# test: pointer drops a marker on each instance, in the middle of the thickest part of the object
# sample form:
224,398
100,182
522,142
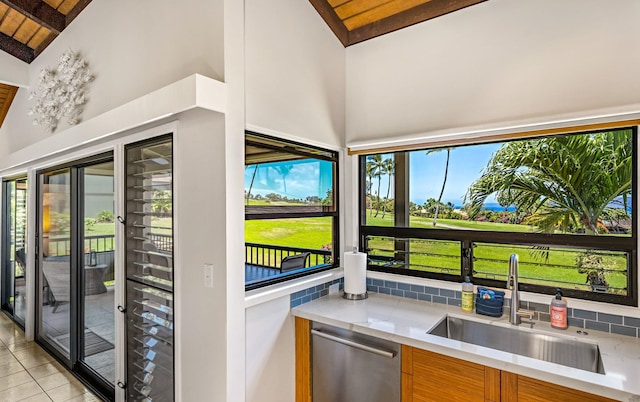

==============================

● Qué se pide: Reescribe todas las líneas del listado anterior como una lista numerada, sin las líneas en blanco. No incluyas la imagen en la respuesta.

● Tarea resuelta:
1. # test: pointer drops a marker on each instance, in the middle of the thickest part of the object
2. # sample form:
3. 224,398
4. 100,182
5. 522,142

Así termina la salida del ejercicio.